## [What the exercise asks]
Locate each line in the listing below that contains the word "rock" and copy those lines. Uppercase and lowercase letters must match.

## [Input for this task]

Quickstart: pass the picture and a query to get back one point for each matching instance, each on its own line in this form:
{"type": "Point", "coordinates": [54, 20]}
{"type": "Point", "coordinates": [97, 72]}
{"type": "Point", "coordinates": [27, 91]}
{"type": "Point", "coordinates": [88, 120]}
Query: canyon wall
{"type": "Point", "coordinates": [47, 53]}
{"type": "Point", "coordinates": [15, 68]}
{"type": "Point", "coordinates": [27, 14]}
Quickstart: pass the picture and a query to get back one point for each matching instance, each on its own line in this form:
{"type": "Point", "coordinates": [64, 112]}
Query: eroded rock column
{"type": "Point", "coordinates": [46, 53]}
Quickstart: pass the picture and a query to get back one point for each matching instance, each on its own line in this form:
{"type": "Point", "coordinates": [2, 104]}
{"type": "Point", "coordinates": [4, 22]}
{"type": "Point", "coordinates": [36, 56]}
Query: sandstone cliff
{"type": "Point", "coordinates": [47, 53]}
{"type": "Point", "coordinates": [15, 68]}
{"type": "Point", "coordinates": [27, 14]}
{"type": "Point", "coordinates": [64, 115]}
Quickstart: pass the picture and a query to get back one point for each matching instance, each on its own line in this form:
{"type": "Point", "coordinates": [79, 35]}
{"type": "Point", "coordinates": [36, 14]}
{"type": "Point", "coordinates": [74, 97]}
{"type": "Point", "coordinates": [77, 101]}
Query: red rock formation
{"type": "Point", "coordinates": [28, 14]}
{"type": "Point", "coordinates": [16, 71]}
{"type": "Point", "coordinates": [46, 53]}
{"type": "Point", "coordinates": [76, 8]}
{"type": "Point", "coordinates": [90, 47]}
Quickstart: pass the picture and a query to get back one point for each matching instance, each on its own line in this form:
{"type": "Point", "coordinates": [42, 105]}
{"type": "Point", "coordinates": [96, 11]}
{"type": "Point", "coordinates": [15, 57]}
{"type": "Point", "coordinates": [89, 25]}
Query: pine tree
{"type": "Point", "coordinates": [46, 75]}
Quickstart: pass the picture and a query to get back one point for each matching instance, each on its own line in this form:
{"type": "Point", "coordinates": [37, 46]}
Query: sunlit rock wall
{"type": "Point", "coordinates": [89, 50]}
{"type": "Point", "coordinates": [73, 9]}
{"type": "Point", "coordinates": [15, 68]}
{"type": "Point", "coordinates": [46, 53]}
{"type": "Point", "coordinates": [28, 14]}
--
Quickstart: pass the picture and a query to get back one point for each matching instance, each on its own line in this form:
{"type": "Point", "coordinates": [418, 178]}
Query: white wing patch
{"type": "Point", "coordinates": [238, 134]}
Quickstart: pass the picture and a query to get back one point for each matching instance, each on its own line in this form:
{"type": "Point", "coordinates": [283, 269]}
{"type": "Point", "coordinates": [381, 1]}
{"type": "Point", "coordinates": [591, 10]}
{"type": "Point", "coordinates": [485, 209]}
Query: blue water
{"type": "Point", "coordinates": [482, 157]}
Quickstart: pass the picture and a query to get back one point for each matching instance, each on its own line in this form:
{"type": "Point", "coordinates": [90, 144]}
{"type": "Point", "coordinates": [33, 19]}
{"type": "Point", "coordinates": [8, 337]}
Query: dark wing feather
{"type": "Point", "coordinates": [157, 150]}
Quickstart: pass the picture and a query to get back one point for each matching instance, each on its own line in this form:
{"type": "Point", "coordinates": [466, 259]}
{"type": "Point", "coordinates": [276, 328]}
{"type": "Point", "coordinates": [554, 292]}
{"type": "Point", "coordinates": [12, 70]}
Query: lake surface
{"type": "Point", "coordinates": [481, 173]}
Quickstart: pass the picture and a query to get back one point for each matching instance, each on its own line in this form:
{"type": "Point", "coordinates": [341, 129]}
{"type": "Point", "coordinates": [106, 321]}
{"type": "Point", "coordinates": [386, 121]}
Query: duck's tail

## [Reply]
Query: eroded rock column
Query: red rock formation
Query: sunlit rock wall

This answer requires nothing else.